* Goal of the exercise:
Search the material for the string "below", then show every line where it turns up.

* Data records:
Content starts

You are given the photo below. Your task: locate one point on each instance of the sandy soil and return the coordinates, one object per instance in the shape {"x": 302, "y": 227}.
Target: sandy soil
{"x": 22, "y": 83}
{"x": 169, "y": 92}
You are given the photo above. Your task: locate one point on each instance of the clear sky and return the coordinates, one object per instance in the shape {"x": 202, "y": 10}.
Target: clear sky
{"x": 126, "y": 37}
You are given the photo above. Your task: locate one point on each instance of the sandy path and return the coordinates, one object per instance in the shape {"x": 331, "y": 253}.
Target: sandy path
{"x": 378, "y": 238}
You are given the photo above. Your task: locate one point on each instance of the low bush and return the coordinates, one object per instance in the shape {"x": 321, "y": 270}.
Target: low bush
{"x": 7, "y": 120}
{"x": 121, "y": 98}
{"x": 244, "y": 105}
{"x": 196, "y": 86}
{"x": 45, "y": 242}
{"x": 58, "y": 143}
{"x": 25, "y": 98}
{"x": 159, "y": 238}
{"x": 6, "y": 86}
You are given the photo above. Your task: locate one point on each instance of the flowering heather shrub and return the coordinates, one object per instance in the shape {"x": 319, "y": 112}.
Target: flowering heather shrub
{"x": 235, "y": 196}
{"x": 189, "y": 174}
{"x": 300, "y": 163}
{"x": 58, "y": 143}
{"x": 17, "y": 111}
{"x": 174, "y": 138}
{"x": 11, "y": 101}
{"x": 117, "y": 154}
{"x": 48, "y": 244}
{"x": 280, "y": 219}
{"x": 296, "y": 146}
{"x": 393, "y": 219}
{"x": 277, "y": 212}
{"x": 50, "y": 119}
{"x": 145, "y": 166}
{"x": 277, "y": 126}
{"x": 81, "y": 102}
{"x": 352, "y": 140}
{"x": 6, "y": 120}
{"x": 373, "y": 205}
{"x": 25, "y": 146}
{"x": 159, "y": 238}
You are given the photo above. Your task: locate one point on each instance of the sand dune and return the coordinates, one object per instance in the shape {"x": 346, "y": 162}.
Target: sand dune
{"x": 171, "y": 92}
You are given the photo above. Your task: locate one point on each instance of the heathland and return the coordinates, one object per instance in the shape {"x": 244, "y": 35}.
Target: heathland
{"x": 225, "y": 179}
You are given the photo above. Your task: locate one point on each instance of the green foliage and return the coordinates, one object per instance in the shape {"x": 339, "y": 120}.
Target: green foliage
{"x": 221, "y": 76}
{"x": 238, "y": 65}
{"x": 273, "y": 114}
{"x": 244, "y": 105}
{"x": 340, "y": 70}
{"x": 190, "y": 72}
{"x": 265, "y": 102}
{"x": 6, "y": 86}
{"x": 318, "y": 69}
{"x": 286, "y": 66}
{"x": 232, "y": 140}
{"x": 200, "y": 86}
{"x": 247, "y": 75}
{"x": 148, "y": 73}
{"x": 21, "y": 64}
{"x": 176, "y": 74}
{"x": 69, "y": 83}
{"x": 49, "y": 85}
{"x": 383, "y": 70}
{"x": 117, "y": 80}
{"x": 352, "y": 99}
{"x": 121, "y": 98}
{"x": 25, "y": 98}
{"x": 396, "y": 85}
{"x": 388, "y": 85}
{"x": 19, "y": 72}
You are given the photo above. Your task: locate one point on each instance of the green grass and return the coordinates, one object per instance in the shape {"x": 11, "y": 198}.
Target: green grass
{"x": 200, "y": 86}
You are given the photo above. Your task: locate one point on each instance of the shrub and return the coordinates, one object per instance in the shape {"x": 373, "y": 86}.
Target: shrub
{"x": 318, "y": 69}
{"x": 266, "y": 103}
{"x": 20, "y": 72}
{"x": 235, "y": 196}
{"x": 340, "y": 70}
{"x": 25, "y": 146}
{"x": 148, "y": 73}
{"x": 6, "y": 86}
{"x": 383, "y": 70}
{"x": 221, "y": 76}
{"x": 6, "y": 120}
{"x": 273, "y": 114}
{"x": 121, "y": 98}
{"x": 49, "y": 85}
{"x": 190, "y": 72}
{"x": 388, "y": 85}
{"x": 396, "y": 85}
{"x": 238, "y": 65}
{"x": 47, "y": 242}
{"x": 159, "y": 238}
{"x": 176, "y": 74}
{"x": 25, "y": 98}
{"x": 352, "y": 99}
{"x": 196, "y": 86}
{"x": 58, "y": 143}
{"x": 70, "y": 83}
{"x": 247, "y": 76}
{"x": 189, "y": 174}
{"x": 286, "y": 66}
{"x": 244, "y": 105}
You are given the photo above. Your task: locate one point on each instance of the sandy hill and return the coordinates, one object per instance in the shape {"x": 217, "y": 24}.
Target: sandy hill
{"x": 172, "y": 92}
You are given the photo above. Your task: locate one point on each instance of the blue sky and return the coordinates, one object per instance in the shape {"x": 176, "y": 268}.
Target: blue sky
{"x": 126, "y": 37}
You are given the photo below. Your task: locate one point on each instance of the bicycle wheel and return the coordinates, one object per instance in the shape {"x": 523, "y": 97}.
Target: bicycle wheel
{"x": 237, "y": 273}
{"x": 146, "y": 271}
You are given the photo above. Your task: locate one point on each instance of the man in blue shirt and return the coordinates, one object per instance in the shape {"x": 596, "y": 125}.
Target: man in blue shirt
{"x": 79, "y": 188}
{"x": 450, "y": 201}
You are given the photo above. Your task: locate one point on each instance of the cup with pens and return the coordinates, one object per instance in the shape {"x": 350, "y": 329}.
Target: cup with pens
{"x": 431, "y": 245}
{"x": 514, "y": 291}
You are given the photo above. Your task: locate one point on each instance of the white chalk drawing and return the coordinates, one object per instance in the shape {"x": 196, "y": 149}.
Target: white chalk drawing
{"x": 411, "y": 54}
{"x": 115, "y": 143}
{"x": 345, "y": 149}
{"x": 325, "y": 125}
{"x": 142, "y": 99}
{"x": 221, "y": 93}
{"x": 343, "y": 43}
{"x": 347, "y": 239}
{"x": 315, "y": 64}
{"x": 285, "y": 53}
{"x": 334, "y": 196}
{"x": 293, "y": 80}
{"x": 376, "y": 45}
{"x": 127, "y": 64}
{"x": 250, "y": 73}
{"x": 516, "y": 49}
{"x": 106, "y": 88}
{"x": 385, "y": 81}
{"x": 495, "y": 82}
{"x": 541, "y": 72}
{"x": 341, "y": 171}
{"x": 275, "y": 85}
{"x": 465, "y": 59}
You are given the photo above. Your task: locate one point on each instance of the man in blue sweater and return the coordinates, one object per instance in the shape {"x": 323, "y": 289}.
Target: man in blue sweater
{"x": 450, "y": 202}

Content ends

* Result:
You are given the photo below. Your task: locate one point on each instance of the sandy soil and return the coordinates, one object per instance in the shape {"x": 302, "y": 227}.
You are given the photo below. Your task: locate one point on each instance of the bicycle wheel and return the coordinates, one object per instance in the shape {"x": 523, "y": 97}.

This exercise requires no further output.